• [PASSAGE FOR REVIEW]:
════════

How about adding the following to your list:
*Pawn Structure Chess, algebraic edition, by Andy Soltis. This is a modern classic.
*Rethinking the Chess Pieces, by Andy Soltis The example games and positions are thought provoking for all levels of player.
*The Genesis of Power Chess, by Leslie Ault A collection of 700 positions which demonstrate the technique of analysis of combinations in the middle game and the endgame.
*Chess Strategy for Club Players, by Herman Grooten Probably mistitled. The material covers a broad scope of middle game thinking.
The above set of books would keep an amateur enthusiast busy for a long time. All are very readable, often without needing a chess set by your side.
Virtually any Andy Soltis book can be added to your list. I particularly like “Karl Marks Plays Chess”, but that title might be a problem for a library book selection committee.
I have Pawn Structure Chess on my nightstand (first read it many moons ago). It would be appropriate: Soltis is originally from Hazleton PA (also anthracite region), and the Shamokin & Hazleton clubs played home & away matches with many many boards during the Fischermania years. The dirty secret about chess books is that many don’t read in front of a board: IMO this is one of those books where playing through the game is essential. (I find the game on the ChessBase iPad app & click thru.)
Karl Marx is a fun read.
Grooten was on my nightstand last year: that is an excellent recommendation, too.
I will check out the other books, which I haven’t read.
My selection is woefully weak on post-1970 chess: the rest of My Great Predecessors and the other two Kasparov series would partly fill the lack, but that would’ve blown my budget. OTOH, I worried that too many post-1970 books would be over the heads of amateurs. I got Anish Giri’s pamphlet After Magnus the other day & played thru the games in a couple sittings—found myself wishing there were more books like that.
How would you change the list for an elementary school library? (I would add all of Coakley, the Bain tactics workbook, and make most of the “grownup” books disappear.)
For a high school library? (The Alburt series, perhaps?)
For a high school with lotsa money? (The Yusupov “Chess Evolution” series?)
I don’t recall Pandolfini discussing techniques for turning bishops into shanks .
Someone asked me this a couple years ago (for her son doing nontrivial time), and I think I suggested the two Reinfeld “1001” books: 1001 Winning Chess Sacrifices and Combinations and 1001 Brilliant Ways to Checkmate. Wasn’t there a “prison chess library” thread on this forum many years ago? A quality prison library could done for a song with donated books in descriptive notation.
Since you mentioned Pandolfini (if only in jest), which P books are essential for schools and at what level? I think Beginning Chess and Endgame Course are really good and the two Traps & Zaps books are above average. Don’t really know the other books.
Of the many fine books in Alburt’s Comprehensive Chess Course series, volume 2 is the standout IMO.
I was typing on an iPad: I meant P for Pandolfini alone.
There are best books (some edition of Alekhine’s best games belongs on that list), and there are best books for a particular audience (for many young players and a few dedicated adult amateurs, the Alekhine book will be largely beyond them).
Great Brilliancy Prize Games of the Chess Masters [Fred Reinfeld]
100 Chess Gems [P. Wenman]
The latter two are particularly nice because the analysis is not excessive. For me, too many game analyses these days are far, far too detailed to be of any use. Exploring so many alternate “lines” in so much depth makes it impossible for me to follow the game.

════════

Summarize the chess book discussion in two sentences. Rely only on the chess book discussion.

════════

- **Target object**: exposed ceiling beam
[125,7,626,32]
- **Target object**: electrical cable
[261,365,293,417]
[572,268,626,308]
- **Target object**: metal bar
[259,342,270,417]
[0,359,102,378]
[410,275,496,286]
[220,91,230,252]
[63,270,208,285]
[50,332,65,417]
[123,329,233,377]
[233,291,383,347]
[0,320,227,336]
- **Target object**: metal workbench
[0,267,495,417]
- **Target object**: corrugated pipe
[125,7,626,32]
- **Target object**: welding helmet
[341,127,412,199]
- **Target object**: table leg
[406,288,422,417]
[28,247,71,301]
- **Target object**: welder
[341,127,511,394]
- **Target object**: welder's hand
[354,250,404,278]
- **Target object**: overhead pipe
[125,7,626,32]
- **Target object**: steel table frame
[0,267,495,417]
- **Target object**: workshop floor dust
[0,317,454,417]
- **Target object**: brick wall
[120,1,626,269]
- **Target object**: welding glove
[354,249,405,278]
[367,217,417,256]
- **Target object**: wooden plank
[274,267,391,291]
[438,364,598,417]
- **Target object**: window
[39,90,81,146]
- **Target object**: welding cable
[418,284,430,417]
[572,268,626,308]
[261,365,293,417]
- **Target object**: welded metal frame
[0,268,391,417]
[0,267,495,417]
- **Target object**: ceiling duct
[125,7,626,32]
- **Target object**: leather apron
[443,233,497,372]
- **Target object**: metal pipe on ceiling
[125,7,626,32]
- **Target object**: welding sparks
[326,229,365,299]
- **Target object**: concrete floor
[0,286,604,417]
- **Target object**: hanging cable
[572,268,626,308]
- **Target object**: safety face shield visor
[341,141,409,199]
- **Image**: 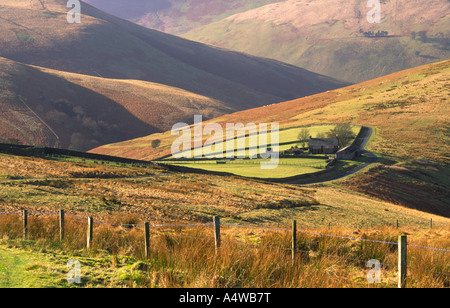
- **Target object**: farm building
[309,138,339,154]
[336,145,361,160]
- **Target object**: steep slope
[85,0,282,34]
[0,58,233,150]
[183,0,450,83]
[93,60,450,217]
[0,0,345,113]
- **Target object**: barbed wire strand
[0,212,450,252]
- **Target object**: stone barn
[309,138,339,154]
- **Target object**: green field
[169,124,361,159]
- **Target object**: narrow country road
[302,126,377,185]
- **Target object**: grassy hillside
[93,61,450,216]
[0,58,235,150]
[0,0,344,113]
[85,0,280,34]
[184,0,450,83]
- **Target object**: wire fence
[0,210,450,288]
[0,211,450,252]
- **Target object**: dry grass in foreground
[0,216,450,288]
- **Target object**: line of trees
[297,124,356,148]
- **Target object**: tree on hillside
[327,124,356,148]
[297,128,311,148]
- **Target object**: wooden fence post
[23,210,28,240]
[59,210,64,241]
[292,220,297,261]
[144,221,150,259]
[87,217,94,249]
[398,235,408,288]
[214,216,220,252]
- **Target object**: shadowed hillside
[184,0,450,83]
[93,61,450,217]
[85,0,281,34]
[0,58,234,150]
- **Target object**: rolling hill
[0,58,235,150]
[0,0,347,113]
[93,60,450,217]
[183,0,450,83]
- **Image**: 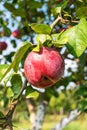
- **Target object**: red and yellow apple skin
[24,47,65,88]
[0,42,7,51]
[12,30,22,38]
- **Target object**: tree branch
[51,109,81,130]
[50,16,62,29]
[3,80,27,130]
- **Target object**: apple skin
[24,47,65,88]
[0,42,7,51]
[12,29,22,38]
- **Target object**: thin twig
[5,80,27,130]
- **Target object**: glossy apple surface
[0,42,7,51]
[24,47,64,88]
[12,30,22,38]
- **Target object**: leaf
[0,111,6,126]
[11,42,32,72]
[52,7,61,16]
[63,18,87,57]
[4,3,26,17]
[0,64,9,80]
[26,91,39,99]
[29,1,42,9]
[3,25,11,37]
[0,111,5,118]
[7,87,14,98]
[0,42,32,81]
[76,6,87,18]
[36,34,52,44]
[25,86,39,99]
[10,74,22,99]
[29,23,51,34]
[52,32,68,47]
[32,41,42,52]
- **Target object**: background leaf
[0,64,9,80]
[10,74,22,98]
[29,23,51,34]
[62,18,87,57]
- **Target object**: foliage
[0,0,87,129]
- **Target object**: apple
[12,29,22,38]
[0,41,7,51]
[24,47,65,88]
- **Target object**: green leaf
[7,87,14,98]
[29,23,51,34]
[0,111,5,118]
[52,7,61,16]
[10,74,22,98]
[25,86,39,99]
[32,41,42,52]
[36,34,52,44]
[0,111,6,126]
[11,42,32,72]
[26,91,39,99]
[76,6,87,18]
[63,18,87,57]
[0,64,9,80]
[29,1,42,9]
[4,3,26,17]
[0,42,32,81]
[52,32,68,47]
[3,25,11,37]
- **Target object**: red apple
[24,47,64,88]
[12,29,22,38]
[0,42,7,51]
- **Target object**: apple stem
[50,16,62,29]
[32,100,48,130]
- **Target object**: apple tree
[0,0,87,130]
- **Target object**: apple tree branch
[51,109,81,130]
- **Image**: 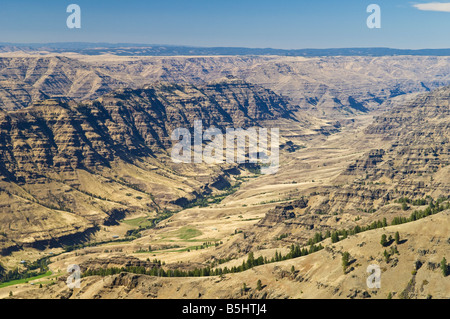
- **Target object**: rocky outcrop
[0,78,293,251]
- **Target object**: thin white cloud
[413,2,450,12]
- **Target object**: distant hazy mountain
[4,42,450,57]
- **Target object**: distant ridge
[0,42,450,57]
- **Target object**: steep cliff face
[316,87,450,214]
[0,52,450,119]
[0,79,293,255]
[0,56,126,110]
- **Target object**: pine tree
[395,232,400,245]
[380,234,387,247]
[441,257,448,277]
[342,251,350,272]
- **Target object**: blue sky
[0,0,450,49]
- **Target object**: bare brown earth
[7,211,450,299]
[0,55,450,298]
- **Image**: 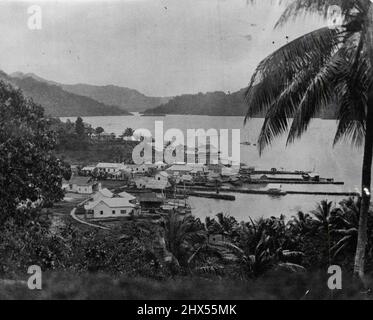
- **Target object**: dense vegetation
[0,82,70,223]
[50,117,137,165]
[0,199,373,299]
[246,0,373,280]
[145,90,336,118]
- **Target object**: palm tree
[245,0,373,279]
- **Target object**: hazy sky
[0,0,322,96]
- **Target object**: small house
[84,197,138,219]
[208,233,227,245]
[92,188,114,201]
[137,192,164,210]
[96,162,126,173]
[154,171,169,181]
[166,164,193,176]
[62,176,101,194]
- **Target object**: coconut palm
[245,0,373,278]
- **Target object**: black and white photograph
[0,0,373,302]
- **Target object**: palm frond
[275,0,369,28]
[245,28,346,122]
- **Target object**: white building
[92,188,114,201]
[96,162,126,173]
[166,164,193,176]
[62,176,101,194]
[84,197,138,219]
[118,191,136,203]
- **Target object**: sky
[0,0,324,96]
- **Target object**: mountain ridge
[0,71,130,117]
[11,71,171,112]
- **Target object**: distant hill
[144,89,336,119]
[61,84,170,112]
[145,90,247,116]
[11,72,170,112]
[0,72,129,117]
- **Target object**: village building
[207,233,227,245]
[135,177,170,190]
[96,162,126,173]
[118,191,137,203]
[92,188,114,201]
[62,176,101,194]
[154,171,169,181]
[84,197,139,219]
[81,166,96,174]
[166,164,193,176]
[154,161,167,170]
[91,132,116,142]
[137,192,164,211]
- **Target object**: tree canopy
[0,82,69,223]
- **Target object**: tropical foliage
[246,0,373,277]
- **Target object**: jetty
[177,186,359,197]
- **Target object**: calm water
[62,115,362,220]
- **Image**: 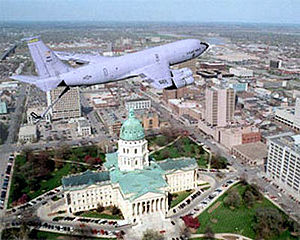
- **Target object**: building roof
[157,158,198,172]
[0,101,7,114]
[19,125,36,136]
[62,170,110,187]
[233,142,268,160]
[110,162,168,200]
[120,109,145,141]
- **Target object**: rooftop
[62,170,110,187]
[110,162,168,200]
[0,101,7,114]
[158,158,198,172]
[120,109,145,141]
[233,142,268,160]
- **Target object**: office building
[125,98,151,110]
[47,87,81,121]
[19,125,37,143]
[205,87,235,127]
[267,134,300,200]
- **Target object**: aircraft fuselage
[59,39,207,86]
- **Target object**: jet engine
[171,68,194,88]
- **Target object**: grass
[8,146,105,207]
[80,211,123,219]
[171,191,193,208]
[197,184,293,239]
[8,163,71,207]
[151,137,208,168]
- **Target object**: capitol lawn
[171,191,194,208]
[197,183,297,240]
[8,146,105,207]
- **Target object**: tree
[254,208,283,239]
[224,188,241,207]
[161,148,170,159]
[243,191,255,207]
[245,184,263,200]
[96,203,104,213]
[211,155,228,169]
[204,225,215,239]
[155,136,168,147]
[111,206,121,215]
[142,229,164,240]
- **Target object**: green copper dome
[120,109,145,141]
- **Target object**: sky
[0,0,300,24]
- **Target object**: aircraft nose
[200,42,209,52]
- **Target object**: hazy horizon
[0,0,300,25]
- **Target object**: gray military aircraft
[11,37,209,120]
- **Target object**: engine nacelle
[171,68,195,88]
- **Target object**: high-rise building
[270,60,282,69]
[47,87,81,120]
[267,134,300,200]
[205,87,235,127]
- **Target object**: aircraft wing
[9,75,41,84]
[135,62,173,89]
[55,52,108,63]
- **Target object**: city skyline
[0,0,300,24]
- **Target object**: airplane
[10,36,209,121]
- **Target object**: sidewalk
[190,233,252,240]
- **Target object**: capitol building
[62,109,197,223]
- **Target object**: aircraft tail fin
[23,37,70,77]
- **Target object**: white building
[77,119,92,137]
[125,98,151,110]
[62,111,197,223]
[205,87,235,127]
[19,125,37,143]
[26,107,51,125]
[267,135,300,200]
[229,67,253,77]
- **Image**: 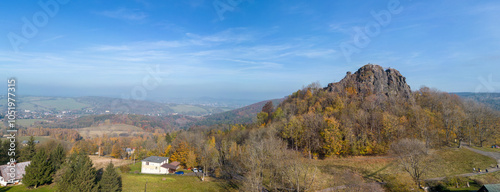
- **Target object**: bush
[444,176,469,188]
[120,165,130,173]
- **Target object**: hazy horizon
[0,0,500,101]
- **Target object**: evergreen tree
[23,150,54,188]
[99,161,122,192]
[0,139,9,165]
[56,152,98,192]
[50,144,66,170]
[20,136,35,161]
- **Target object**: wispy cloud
[97,8,148,21]
[42,35,65,42]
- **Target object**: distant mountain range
[453,92,500,111]
[0,96,236,118]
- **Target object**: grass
[89,155,132,169]
[122,173,224,192]
[168,105,208,113]
[472,146,500,153]
[470,171,500,185]
[0,185,56,192]
[426,148,496,178]
[310,148,496,191]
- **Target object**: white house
[141,156,168,174]
[0,161,31,186]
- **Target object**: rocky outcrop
[324,64,411,99]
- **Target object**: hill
[195,99,284,126]
[0,95,234,119]
[454,92,500,111]
[260,64,500,158]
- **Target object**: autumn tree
[20,136,36,161]
[50,144,66,170]
[391,139,429,186]
[111,143,122,159]
[99,161,122,192]
[170,141,190,165]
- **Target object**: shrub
[120,165,130,173]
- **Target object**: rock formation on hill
[325,64,411,99]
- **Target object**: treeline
[33,114,196,131]
[12,137,122,192]
[19,128,82,142]
[258,84,500,158]
[194,99,283,126]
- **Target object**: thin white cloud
[97,8,148,21]
[42,35,65,42]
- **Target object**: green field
[122,173,224,192]
[472,146,500,153]
[310,148,496,191]
[0,185,56,192]
[77,124,144,138]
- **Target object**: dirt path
[462,146,500,164]
[425,145,500,181]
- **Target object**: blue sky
[0,0,500,100]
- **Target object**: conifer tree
[111,143,121,158]
[50,144,66,170]
[99,161,122,192]
[23,150,54,188]
[20,136,35,161]
[57,152,98,192]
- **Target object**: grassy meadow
[77,124,144,138]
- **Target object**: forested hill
[195,99,284,126]
[454,92,500,111]
[258,64,500,156]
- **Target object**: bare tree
[391,139,429,186]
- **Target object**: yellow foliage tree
[170,141,190,165]
[111,143,122,158]
[320,117,342,157]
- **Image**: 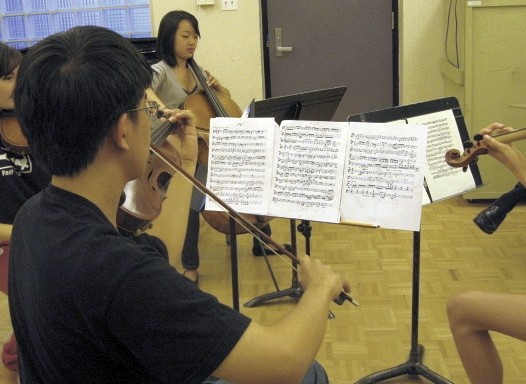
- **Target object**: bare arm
[210,256,350,384]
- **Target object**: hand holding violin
[480,123,526,185]
[161,108,197,170]
[445,123,526,176]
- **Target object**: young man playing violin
[9,26,349,384]
[447,123,526,384]
[0,42,51,371]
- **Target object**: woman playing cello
[0,42,51,371]
[148,11,276,283]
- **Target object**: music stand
[347,97,482,384]
[241,86,347,308]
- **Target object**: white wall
[151,0,447,109]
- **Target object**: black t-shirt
[9,186,250,384]
[0,145,51,224]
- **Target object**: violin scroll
[445,128,526,172]
[446,141,489,172]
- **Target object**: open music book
[348,97,483,204]
[205,118,427,231]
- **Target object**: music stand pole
[244,219,304,308]
[355,232,453,384]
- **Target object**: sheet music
[269,120,346,223]
[341,123,427,231]
[205,118,427,230]
[407,109,476,201]
[206,117,278,215]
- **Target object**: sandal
[183,269,199,285]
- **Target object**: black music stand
[241,86,347,308]
[347,97,482,384]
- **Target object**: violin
[446,128,526,172]
[117,108,181,234]
[183,58,273,234]
[0,111,29,155]
[150,144,358,306]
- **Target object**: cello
[183,58,272,235]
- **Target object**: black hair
[0,41,22,77]
[15,26,152,176]
[157,11,201,67]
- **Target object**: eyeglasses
[126,101,161,117]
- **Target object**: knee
[446,291,478,333]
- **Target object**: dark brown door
[262,0,398,121]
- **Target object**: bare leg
[447,292,526,384]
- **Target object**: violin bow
[150,144,359,306]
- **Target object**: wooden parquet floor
[0,197,526,384]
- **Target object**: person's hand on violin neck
[480,123,526,185]
[162,108,197,173]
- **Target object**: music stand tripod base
[355,344,453,384]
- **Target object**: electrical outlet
[221,0,237,11]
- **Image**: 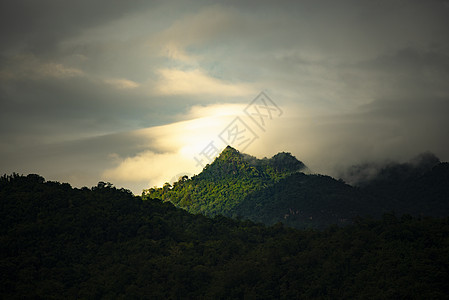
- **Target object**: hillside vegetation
[0,175,449,299]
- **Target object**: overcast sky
[0,0,449,193]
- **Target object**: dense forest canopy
[0,175,449,299]
[142,146,449,228]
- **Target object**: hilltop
[142,146,449,228]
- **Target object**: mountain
[142,146,308,216]
[0,173,449,299]
[143,146,449,228]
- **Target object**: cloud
[155,69,254,97]
[104,78,140,89]
[0,54,85,80]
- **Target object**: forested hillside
[143,147,449,229]
[0,175,449,299]
[143,146,308,216]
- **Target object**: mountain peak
[217,145,243,161]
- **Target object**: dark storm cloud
[0,0,150,55]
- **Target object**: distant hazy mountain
[143,146,449,228]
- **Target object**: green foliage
[142,146,307,216]
[0,175,449,299]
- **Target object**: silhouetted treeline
[0,175,449,299]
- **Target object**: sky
[0,0,449,194]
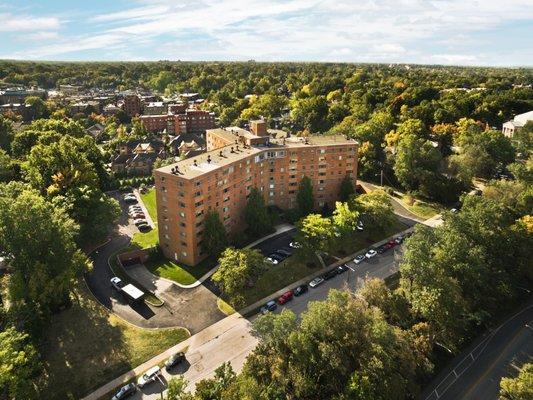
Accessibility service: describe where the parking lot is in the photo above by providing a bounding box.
[117,233,408,400]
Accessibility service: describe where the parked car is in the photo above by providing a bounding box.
[353,254,365,264]
[130,212,146,219]
[111,276,126,291]
[165,351,185,371]
[261,300,278,314]
[322,269,337,281]
[274,249,292,258]
[278,290,294,304]
[376,244,389,254]
[394,235,404,245]
[294,285,309,297]
[122,193,137,203]
[137,223,152,232]
[111,383,137,400]
[335,264,350,275]
[365,249,378,258]
[137,366,161,387]
[309,276,324,288]
[265,257,279,265]
[268,250,287,262]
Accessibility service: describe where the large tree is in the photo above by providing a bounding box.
[0,327,40,400]
[244,290,425,400]
[297,214,333,256]
[213,247,265,307]
[350,190,398,233]
[500,363,533,400]
[244,187,272,236]
[0,115,14,153]
[394,133,442,190]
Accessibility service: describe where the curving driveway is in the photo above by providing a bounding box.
[85,195,225,334]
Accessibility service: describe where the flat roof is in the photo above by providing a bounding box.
[156,131,357,179]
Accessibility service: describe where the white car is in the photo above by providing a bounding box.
[365,249,378,258]
[137,366,161,387]
[111,276,125,290]
[353,254,365,264]
[309,277,324,287]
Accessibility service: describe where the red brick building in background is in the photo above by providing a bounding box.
[154,121,357,265]
[139,106,215,135]
[124,94,141,117]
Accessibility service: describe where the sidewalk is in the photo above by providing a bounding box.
[178,223,295,289]
[82,226,414,400]
[82,314,243,400]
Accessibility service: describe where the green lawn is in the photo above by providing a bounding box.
[131,228,159,249]
[145,257,216,285]
[141,188,157,226]
[38,289,189,400]
[396,195,441,219]
[109,247,163,307]
[244,256,319,305]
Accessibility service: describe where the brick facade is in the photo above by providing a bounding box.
[154,130,357,265]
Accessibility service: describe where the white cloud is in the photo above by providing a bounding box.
[372,43,406,54]
[24,31,59,41]
[0,0,533,63]
[0,13,60,32]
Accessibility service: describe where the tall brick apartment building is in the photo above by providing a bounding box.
[154,121,357,265]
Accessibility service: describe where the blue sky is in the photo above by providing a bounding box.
[0,0,533,66]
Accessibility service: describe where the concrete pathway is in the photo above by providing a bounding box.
[82,228,413,400]
[133,189,157,229]
[357,181,424,222]
[176,224,294,289]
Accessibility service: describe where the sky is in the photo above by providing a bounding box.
[0,0,533,66]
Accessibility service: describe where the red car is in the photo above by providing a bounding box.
[278,290,294,304]
[385,240,398,249]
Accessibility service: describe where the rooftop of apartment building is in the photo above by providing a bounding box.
[157,127,357,179]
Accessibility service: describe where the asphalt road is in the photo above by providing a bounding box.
[422,300,533,400]
[131,242,398,400]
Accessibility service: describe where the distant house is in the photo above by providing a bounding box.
[85,123,105,140]
[111,139,171,175]
[502,111,533,138]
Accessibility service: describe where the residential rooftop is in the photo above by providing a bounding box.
[156,131,357,179]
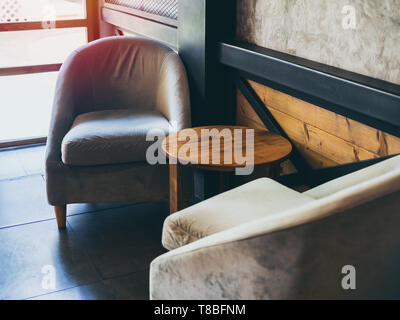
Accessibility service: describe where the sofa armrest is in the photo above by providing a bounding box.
[150,192,400,300]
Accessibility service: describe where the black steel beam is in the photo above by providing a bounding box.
[219,43,400,137]
[178,0,236,126]
[102,8,178,48]
[236,77,311,175]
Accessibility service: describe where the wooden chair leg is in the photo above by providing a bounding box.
[54,205,67,229]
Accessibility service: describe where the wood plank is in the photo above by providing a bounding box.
[237,90,338,170]
[236,90,266,130]
[268,108,378,164]
[0,63,61,76]
[250,81,400,156]
[0,19,88,32]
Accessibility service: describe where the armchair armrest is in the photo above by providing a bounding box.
[156,51,191,131]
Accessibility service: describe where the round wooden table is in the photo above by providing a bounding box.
[162,126,292,213]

════════

• [OUTPUT]:
Participants suggest chess books to add to a reading list, including several by Andy Soltis, and one says virtually any Soltis book could be added. They also ask how the list should change for elementary school and high school libraries, and one prefers game collections whose analysis is not excessive.